- ABOUT THIS EXERCISE:
Substitute "coarse mask" for "rough mask" in the lines of the material below, starting at the line that contains "Each <instance> block" and ending at the line that contains "86L93 87V84L92 87L89", and write out only those lines with nothing else changed.

- EXERCISE INPUT:
^^^^

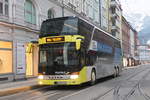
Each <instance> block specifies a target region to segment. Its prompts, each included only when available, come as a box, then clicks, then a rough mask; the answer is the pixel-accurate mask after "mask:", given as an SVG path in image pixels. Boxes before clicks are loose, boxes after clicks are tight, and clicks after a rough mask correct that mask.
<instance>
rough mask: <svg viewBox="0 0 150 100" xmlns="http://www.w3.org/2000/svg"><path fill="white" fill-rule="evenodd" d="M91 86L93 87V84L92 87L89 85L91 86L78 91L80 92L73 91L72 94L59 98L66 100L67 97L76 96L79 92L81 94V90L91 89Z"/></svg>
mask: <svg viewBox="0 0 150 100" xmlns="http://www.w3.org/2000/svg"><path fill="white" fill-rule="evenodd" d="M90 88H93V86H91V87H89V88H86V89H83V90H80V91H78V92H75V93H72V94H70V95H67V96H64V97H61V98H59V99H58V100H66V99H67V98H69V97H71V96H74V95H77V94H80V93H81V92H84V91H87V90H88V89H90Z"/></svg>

^^^^

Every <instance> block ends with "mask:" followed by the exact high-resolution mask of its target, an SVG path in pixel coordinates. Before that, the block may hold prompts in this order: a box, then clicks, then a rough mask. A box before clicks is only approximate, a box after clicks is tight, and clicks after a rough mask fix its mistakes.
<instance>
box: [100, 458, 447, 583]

^^^^

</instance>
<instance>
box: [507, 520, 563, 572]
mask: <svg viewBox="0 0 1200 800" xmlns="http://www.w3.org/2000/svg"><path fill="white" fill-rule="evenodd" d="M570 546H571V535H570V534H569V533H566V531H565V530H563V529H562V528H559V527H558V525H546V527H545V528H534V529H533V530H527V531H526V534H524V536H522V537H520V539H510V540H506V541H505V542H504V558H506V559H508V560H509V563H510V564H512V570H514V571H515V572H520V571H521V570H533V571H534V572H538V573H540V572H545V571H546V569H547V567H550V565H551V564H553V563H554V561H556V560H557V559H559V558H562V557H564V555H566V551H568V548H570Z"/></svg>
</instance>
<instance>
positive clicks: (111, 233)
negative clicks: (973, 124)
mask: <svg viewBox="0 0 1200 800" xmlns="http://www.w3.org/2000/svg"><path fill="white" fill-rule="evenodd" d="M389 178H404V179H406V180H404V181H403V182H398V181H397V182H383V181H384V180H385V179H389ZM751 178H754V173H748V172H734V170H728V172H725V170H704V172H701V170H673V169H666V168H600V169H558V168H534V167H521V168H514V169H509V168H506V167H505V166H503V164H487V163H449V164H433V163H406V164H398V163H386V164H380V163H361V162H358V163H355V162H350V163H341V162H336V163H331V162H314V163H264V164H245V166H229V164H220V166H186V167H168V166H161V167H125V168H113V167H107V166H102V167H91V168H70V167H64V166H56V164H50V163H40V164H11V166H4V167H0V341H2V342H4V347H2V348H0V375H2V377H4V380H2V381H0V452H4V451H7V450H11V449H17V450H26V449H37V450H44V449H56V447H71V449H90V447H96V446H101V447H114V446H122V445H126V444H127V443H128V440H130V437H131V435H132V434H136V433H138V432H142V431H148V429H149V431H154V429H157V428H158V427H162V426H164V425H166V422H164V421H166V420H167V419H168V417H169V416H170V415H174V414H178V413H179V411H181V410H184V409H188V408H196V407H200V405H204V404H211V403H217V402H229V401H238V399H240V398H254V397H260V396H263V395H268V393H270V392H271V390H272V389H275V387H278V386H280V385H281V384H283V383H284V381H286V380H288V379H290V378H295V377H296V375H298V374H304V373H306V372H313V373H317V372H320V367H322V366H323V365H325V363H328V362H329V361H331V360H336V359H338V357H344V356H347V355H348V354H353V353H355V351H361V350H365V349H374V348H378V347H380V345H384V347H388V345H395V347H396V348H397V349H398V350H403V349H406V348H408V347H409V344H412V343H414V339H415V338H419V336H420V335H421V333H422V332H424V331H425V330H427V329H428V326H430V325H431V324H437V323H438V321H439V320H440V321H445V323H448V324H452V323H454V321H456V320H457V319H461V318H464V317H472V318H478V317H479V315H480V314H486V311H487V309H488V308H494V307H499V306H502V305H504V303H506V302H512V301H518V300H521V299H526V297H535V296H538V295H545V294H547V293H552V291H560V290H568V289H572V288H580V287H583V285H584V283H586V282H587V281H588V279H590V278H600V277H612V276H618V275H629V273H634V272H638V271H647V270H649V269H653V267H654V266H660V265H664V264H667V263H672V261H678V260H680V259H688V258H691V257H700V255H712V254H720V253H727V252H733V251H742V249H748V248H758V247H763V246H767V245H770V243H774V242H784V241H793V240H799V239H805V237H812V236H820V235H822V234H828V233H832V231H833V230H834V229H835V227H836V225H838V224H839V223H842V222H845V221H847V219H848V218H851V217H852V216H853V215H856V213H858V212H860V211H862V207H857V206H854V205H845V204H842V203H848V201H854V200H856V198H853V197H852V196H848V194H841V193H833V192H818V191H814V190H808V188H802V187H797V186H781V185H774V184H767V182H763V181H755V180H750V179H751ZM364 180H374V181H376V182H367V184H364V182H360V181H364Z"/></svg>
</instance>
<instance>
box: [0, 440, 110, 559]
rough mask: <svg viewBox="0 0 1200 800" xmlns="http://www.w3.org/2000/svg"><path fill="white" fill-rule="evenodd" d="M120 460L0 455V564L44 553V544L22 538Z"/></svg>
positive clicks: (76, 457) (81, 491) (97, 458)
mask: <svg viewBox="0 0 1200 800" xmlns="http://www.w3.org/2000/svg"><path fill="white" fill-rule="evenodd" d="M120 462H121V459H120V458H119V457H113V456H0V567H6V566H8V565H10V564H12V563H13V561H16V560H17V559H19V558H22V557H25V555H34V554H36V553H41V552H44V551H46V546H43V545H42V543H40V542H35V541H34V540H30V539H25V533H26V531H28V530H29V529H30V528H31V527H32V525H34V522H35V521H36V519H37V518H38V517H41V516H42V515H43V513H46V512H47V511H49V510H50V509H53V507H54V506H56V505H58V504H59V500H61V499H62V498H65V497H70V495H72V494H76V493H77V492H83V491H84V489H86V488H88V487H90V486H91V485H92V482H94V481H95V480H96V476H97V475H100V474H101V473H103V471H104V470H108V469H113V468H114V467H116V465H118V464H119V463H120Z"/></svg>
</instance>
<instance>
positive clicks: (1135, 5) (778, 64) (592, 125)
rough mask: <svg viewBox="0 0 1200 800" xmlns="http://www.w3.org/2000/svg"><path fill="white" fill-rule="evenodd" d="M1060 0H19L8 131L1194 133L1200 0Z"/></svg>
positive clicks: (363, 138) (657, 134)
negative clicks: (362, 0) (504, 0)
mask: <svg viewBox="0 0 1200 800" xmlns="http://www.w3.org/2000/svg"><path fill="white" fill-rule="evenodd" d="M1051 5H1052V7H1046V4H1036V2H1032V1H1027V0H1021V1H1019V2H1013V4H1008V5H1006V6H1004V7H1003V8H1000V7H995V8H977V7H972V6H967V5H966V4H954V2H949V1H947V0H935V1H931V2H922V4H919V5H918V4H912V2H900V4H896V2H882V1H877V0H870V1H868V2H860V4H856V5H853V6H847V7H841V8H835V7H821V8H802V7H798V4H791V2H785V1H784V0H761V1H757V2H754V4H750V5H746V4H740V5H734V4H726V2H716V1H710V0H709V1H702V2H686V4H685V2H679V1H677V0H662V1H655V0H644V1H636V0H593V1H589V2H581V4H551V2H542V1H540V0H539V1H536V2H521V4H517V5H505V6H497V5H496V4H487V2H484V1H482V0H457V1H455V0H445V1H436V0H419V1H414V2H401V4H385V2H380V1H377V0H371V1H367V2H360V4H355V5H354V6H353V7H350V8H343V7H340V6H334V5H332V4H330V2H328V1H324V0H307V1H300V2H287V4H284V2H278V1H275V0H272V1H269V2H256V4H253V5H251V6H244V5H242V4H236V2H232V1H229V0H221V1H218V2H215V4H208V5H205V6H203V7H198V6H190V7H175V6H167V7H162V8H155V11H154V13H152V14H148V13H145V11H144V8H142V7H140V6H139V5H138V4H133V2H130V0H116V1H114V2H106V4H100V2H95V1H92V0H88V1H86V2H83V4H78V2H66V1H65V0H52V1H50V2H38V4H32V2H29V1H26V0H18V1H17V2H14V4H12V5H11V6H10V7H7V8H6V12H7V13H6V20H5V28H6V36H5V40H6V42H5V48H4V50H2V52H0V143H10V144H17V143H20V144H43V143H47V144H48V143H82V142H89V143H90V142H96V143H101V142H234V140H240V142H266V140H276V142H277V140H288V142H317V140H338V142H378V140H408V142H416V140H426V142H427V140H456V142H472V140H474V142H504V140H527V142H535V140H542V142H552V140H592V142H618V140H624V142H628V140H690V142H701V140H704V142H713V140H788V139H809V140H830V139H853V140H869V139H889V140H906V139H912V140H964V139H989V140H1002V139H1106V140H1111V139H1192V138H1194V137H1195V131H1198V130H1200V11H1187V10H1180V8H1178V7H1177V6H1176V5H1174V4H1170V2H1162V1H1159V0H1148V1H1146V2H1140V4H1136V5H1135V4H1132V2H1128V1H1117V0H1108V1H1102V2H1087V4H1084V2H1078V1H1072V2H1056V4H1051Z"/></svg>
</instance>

^^^^

- RESULT FOR THIS EXERCISE:
Each <instance> block specifies a target region to segment. Its prompts, each included only when available, come as a box, then clicks, then a coarse mask; the answer is the pixel-accurate mask after "mask:", given as an SVG path in image pixels. Boxes before clicks are loose, boxes after clicks are tight, and clicks after a coarse mask correct that mask.
<instance>
coarse mask: <svg viewBox="0 0 150 100" xmlns="http://www.w3.org/2000/svg"><path fill="white" fill-rule="evenodd" d="M91 86L93 87V84L92 87L89 85L91 86L78 91L80 92L73 91L72 94L59 98L66 100L67 97L76 96L79 92L81 94V90L91 89Z"/></svg>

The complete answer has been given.